- [TASK REQUIREMENTS] Each entry must be duplicated precisely, with nothing left out.

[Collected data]
——————————

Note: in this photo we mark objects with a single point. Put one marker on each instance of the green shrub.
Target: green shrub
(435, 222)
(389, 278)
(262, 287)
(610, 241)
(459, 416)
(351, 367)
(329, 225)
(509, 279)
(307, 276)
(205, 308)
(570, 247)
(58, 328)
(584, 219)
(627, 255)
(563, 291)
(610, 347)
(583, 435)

——————————

- [REPLY]
Note: in this photo we mark objects with a single point. Put one marker on each instance of the green shrub.
Target: green shrub
(435, 222)
(389, 278)
(262, 287)
(610, 241)
(459, 416)
(351, 367)
(329, 225)
(509, 279)
(307, 276)
(205, 308)
(570, 247)
(58, 328)
(584, 219)
(627, 255)
(563, 291)
(610, 347)
(583, 435)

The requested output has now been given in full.